### TEXT EXCERPT
⁂
David Kirkpatrick

January 5, 2009

Franken will be anounced as Minnesota Senator

Filed under: Politics — Tags: , , , , , — David Kirkpatrick @ 4:03 am

Breaking news here in the middle of the night — in a serious blow to any hope for Norm Coleman’s campaign, the Minnesota Canvassing Board will announce Democrat Al Franken as the victor in the drawn-out recount.

From the link:

The board was to meet Monday and was expected to declare which candidate received the most overall votes from nearly 3 million ballots cast. The latest numbers showed Franken, a Democrat, with a 225-vote lead over Republican Sen. Norm Coleman.

But after the announcement, there will be a seven-day waiting period before an election certificate is completed. If any lawsuits are filed during that waiting period, certification is conditional until the issue is settled in court.

Coleman, who led Franken on election night, hasn’t ruled out a lawsuit challenging the results, claiming there were irregularities that gave Franken an unfair advantage.

The Coleman campaign also has a petition pending before the state Supreme Court to include 650 ballots that it says were improperly rejected but not forwarded by local officials to St. Paul for counting.

December 1, 2008

Bill Clinton in the Senate?

Filed under: Politics — Tags: , , , , — David Kirkpatrick @ 7:31 pm

Pretty nutty concept and I’d  be very shocked if that’s something he’d even be interested in taking on.

From the link:

On Monday, President-elect Barack Obama announced that he asked his former rival to be his secretary of state.

That means the scramble begins to replace Clinton on Capitol Hill. Among those mentioned to take her seat as New York’s junior senator is her husband, former President Bill Clinton.

At a news conference in Chicago, Illinois, on Monday, after Obama announced her selection, Clinton said she wanted to “thank my fellow New Yorkers who have, for eight years, given me the joy of a job I love with the opportunity to work on issues I care deeply, in a state that I cherish.”

Clinton added that “leaving the Senate is very difficult for me.”
⁂
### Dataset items

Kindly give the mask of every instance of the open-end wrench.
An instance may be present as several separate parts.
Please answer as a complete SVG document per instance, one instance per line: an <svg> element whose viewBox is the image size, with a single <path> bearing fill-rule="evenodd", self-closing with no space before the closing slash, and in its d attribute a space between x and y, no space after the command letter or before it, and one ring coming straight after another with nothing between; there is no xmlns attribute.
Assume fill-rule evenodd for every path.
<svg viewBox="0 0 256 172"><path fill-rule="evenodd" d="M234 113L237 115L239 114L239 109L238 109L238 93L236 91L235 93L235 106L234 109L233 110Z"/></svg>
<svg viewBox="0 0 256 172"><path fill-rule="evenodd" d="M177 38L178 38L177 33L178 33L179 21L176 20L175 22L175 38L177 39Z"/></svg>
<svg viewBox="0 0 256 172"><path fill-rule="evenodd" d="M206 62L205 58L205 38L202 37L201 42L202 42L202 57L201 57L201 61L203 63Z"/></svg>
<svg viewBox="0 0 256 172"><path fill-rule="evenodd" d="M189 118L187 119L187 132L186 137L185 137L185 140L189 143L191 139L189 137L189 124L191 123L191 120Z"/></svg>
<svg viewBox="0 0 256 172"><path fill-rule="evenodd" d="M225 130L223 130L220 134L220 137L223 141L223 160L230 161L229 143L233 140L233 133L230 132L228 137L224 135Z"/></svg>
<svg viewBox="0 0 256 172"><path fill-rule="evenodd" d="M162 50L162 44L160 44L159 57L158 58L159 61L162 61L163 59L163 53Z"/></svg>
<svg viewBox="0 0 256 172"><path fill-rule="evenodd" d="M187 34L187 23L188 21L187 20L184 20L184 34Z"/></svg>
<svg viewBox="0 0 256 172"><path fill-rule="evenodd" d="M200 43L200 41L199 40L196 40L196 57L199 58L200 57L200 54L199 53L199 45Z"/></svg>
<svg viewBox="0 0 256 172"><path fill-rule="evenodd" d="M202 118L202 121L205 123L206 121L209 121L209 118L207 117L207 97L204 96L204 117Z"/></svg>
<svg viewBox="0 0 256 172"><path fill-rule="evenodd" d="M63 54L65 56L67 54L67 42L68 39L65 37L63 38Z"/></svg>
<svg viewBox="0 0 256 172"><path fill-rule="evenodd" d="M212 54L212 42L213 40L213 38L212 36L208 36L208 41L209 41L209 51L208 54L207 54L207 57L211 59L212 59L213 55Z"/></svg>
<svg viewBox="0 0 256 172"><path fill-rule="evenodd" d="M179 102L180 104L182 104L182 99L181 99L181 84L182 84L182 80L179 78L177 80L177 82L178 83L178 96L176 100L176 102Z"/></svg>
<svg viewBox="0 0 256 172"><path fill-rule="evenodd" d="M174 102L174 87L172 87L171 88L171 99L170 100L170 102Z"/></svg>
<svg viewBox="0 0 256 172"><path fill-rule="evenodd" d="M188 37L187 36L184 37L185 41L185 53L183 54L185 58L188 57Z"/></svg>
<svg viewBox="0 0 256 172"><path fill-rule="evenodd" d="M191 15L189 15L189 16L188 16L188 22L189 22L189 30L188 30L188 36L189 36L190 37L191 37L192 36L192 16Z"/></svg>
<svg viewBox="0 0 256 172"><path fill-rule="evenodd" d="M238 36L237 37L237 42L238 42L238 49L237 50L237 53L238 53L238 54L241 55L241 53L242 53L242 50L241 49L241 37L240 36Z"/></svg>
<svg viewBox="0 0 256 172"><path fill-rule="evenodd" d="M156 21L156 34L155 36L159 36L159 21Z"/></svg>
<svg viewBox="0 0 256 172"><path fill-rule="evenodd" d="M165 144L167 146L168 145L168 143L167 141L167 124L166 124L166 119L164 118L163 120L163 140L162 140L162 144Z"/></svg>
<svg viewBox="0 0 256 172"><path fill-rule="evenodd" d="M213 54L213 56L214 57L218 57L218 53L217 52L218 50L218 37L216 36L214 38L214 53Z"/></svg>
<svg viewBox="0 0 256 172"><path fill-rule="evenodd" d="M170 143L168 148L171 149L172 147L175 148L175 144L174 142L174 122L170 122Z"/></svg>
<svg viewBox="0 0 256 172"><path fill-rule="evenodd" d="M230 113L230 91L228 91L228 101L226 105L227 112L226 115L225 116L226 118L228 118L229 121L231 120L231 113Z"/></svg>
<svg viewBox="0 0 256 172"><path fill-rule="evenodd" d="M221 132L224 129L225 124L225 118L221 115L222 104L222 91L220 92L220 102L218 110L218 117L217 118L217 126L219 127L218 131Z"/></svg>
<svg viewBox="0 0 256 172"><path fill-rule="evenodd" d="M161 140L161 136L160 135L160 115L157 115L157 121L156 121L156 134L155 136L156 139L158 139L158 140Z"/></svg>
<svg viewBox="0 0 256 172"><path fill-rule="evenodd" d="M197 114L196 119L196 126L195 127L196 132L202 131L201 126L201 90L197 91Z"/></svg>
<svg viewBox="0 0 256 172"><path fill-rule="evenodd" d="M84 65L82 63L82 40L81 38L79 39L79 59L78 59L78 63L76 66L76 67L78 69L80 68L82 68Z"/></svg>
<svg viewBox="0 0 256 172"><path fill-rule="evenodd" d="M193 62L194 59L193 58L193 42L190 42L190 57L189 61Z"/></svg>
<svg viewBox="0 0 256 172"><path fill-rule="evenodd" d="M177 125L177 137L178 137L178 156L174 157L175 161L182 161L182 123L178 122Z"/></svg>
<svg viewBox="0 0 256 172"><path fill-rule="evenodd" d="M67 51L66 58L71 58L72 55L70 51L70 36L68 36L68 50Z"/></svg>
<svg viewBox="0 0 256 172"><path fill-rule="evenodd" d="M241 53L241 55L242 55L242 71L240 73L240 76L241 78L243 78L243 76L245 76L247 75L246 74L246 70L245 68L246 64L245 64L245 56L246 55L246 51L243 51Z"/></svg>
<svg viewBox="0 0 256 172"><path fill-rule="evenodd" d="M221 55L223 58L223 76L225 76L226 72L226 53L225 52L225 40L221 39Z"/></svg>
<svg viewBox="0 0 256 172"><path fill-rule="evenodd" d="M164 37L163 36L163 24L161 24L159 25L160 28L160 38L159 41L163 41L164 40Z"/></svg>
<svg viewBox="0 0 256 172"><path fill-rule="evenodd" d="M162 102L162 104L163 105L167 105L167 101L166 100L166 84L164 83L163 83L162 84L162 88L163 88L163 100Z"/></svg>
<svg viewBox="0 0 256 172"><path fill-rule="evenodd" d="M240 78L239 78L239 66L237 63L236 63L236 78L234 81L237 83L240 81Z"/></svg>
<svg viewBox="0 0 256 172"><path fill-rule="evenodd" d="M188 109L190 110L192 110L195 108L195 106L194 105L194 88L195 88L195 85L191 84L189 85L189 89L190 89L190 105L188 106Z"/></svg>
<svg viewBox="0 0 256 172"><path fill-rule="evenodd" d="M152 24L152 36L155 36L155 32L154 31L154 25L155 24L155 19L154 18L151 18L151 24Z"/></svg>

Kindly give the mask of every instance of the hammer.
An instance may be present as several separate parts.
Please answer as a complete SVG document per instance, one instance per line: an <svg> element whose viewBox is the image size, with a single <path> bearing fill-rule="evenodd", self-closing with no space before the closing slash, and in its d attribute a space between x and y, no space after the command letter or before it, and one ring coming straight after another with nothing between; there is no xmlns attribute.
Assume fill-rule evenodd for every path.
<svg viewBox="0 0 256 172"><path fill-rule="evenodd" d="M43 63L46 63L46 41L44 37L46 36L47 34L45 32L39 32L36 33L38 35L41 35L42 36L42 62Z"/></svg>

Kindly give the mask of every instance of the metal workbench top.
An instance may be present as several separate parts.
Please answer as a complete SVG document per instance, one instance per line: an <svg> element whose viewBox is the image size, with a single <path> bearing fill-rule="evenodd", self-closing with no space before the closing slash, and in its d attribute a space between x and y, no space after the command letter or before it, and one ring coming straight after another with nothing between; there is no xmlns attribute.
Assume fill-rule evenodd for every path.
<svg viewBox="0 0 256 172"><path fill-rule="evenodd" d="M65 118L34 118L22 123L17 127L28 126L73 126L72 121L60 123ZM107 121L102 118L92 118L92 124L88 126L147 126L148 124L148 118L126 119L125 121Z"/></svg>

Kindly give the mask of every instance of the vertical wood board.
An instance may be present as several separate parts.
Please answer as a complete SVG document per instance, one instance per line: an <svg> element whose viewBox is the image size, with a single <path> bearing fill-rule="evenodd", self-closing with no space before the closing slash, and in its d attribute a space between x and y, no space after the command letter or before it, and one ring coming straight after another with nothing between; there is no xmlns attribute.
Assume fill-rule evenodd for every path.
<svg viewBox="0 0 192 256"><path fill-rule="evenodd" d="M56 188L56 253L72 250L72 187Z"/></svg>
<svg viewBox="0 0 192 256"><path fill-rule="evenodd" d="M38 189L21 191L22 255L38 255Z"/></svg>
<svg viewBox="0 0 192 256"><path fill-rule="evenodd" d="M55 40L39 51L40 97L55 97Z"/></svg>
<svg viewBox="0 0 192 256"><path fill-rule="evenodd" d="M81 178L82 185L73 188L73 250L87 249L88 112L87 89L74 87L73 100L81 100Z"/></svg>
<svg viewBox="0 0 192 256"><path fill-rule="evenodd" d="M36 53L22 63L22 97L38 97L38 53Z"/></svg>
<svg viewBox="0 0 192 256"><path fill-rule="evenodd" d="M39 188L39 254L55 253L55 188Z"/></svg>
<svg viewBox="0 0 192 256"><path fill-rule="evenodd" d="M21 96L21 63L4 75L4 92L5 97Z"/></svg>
⁂
### PROBLEM 1
In the political blog posts, how many ballots does the Coleman campaign's petition to the state Supreme Court seek to include?
### PROBLEM 2
Keep writing the political blog posts, starting right after their last sentence.
You won't need the records for this.

### ANSWER AREA 1
650 ballots

### ANSWER AREA 2
The task of choosing a successor falls to David Paterson, New York’s Democratic governor. Whomever he picks would serve for two years, before a special election in November 2010 to decide who fills the last two years of Clinton’s term.

November 25, 2008

I don’t think we learned much …

Filed under: Politics — Tags: , , , , , — David Kirkpatrick @ 2:54 am

that statement is a direct quote from an unnamed Republican senator from this Politico piece. That long walk in the wilderness looks pretty likely right now.

The election is still warm, but weeks have passed with no easing of the bad taste in the collective GOP mouths.

And Sarah Palin is still on a publicity tour thanks to a $3M PAC ad campaign. Until she’s no longer a viable “face” for the Republican Party, things will not improve.

From the link:

The Republican U.S. senator sits glumly across the restaurant table.

“I don’t think we have learned much from the election in terms of what people want to see,” he says. “We have the same gridlock.”

By the “same gridlock,” he means that party hard-liners, both Democrats and Republicans, will remain in control of the machinery of Congress. And that means more of the same. It means more politics as usual — especially in his party.

“We need someone who speaks from the center,” he says. “Sarah Palin is not the voice of our party.”

He talks a little about immigration. He is a moderate on immigration, which is to say he is out of step with most of his party. He says the Republican hard line on immigration hurt the party with Hispanics.

Barack Obama won about two-thirds of the Hispanic vote this year, up from the 53 percent that John Kerry won in 2004.

And the Republicans are very, very worried about the Hispanic vote. They see the African-American vote as largely gone, but the Hispanic vote was a possibility in future elections. If only Republicans knew how to appeal to Hispanic voters.

October 1, 2008

Senate version of bailout plan passes

Filed under: Business, Politics — Tags: , , , , — David Kirkpatrick @ 11:43 pm

Predictably.

We’ll see what the House does on Friday.

From the link:

In stark contrast to the House rejection of the plan on Monday, a bipartisan coalition of senators — including both presidential candidates — showed no hesitation in backing a proposal that had drawn public scorn, though the outpouring eased somewhat after a market plunge followed the House defeat. The Senate margin was 74 to 25 in favor of the White House initiative to buy troubled securities in an effort to avoid an economic catastrophe.

Only Senator Edward M. Kennedy, who is being treated for brain cancer, did not vote.

The two Senate leaders, Senators Harry Reid, Democrat of Nevada and the majority leader, and Mitch McConnell of Kentucky, the Republican leader, strongly urged their colleagues to approve the plan despite the political risk given public resentment.